# Given problem
Copy out the items below from the line containing "the bread pudding?" through the line containing "207], [433, 27]]", both included, reproducing each line without changes.
===============
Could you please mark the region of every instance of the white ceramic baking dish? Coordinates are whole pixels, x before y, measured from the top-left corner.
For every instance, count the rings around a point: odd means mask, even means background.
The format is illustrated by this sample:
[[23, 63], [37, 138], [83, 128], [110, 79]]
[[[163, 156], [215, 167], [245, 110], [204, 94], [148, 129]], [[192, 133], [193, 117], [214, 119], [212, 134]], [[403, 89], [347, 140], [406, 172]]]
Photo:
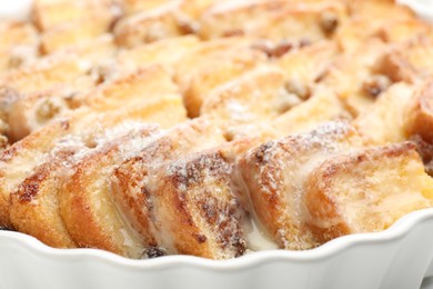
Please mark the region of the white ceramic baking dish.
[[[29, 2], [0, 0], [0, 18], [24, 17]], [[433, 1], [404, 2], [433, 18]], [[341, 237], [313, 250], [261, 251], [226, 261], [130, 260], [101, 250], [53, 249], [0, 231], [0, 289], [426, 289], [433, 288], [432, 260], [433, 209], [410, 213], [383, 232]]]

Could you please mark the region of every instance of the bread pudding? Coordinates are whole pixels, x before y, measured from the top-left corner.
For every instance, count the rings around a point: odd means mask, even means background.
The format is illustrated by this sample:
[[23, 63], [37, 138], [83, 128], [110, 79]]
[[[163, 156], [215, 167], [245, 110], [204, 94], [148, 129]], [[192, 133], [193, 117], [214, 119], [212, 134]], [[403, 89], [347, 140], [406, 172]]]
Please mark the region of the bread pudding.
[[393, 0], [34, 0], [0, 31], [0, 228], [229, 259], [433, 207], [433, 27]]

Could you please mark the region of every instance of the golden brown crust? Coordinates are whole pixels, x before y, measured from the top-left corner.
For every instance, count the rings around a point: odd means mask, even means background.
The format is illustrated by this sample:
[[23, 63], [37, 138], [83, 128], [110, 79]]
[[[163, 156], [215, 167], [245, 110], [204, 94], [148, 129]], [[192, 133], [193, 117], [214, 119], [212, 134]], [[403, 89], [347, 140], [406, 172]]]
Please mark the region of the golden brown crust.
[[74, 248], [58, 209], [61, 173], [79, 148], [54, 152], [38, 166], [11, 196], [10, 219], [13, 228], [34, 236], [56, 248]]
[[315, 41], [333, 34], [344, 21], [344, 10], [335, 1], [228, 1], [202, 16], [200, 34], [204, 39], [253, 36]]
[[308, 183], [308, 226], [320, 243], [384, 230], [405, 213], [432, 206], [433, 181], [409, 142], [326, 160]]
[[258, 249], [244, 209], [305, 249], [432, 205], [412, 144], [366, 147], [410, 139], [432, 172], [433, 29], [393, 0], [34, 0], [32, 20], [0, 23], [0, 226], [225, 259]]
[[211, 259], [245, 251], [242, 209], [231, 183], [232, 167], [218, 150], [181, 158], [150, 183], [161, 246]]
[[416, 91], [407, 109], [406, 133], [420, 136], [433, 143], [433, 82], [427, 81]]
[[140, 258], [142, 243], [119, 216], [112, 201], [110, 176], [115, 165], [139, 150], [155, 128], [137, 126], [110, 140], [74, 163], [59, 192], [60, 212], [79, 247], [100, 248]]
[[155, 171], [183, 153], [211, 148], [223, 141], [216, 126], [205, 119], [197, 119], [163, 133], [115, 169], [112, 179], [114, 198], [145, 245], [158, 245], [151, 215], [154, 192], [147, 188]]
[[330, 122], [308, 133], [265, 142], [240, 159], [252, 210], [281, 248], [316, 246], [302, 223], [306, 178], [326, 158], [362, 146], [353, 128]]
===============
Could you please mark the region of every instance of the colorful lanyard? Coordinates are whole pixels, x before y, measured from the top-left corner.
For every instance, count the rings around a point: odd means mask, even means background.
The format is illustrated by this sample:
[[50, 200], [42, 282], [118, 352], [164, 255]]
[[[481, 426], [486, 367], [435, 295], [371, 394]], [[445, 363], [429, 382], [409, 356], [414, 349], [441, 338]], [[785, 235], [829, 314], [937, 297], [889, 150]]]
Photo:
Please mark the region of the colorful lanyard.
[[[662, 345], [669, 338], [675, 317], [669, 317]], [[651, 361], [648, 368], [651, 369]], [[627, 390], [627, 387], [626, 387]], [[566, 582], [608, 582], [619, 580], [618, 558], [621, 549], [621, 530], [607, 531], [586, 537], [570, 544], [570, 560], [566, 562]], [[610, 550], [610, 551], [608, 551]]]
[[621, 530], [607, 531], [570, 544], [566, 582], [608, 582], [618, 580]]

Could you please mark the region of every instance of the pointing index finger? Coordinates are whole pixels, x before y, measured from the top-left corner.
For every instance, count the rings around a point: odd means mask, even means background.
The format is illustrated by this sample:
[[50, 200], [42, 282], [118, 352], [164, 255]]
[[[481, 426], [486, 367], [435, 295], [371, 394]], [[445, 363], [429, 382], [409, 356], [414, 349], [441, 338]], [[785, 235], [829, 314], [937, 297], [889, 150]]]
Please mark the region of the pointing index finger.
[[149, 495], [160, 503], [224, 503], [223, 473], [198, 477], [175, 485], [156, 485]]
===============
# Answer to this problem
Could you please mark the region of every instance of the bread pudding? Coordinates are whole pixels, x before y, measured from the top-left corner.
For every instance, count the rings around a point: odd means mask, even means background.
The format is illustrated by this sample:
[[23, 63], [37, 138], [83, 128], [110, 79]]
[[[163, 156], [215, 167], [245, 110], [204, 94], [148, 129]], [[192, 133], [193, 117], [214, 119], [212, 134]], [[403, 89], [347, 140], [406, 172]]]
Please mark the region of the bread pudding.
[[393, 0], [34, 0], [0, 31], [0, 228], [229, 259], [433, 207], [433, 27]]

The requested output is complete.